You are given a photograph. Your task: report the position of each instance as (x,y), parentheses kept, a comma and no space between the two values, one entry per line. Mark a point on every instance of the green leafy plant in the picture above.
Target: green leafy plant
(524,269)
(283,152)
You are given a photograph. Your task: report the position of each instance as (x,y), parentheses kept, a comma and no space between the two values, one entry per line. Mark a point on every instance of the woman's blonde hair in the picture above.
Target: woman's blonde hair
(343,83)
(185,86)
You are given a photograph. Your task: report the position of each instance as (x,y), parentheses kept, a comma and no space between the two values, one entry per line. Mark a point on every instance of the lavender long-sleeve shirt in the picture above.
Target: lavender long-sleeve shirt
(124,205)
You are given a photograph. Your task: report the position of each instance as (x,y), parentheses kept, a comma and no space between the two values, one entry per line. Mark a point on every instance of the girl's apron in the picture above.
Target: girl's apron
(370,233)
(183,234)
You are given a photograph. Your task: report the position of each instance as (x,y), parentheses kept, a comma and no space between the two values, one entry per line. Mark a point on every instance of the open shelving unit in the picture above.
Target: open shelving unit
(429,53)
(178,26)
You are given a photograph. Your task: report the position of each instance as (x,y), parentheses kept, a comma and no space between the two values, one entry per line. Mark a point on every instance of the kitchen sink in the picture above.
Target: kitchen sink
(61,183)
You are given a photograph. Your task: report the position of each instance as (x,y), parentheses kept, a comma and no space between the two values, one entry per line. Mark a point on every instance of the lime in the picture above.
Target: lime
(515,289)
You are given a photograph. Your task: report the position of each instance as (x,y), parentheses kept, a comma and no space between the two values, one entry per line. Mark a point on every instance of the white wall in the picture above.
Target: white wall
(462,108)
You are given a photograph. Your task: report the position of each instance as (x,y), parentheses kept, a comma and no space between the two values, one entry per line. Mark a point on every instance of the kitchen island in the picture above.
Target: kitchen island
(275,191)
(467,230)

—————

Could you write out everything from the line containing "island in the picture above." down to the end of the items, swapping "kitchen island" for "breakfast bar" and leaving all else unchanged?

→ Reply to the exercise:
You are given a photograph. Your task: report the position of each instance as (x,y), parentheses kept, a comma and no space between the two values, one entry per line. Mark a point on every instance of the breakfast bar in the picture above.
Target: breakfast bar
(275,191)
(467,230)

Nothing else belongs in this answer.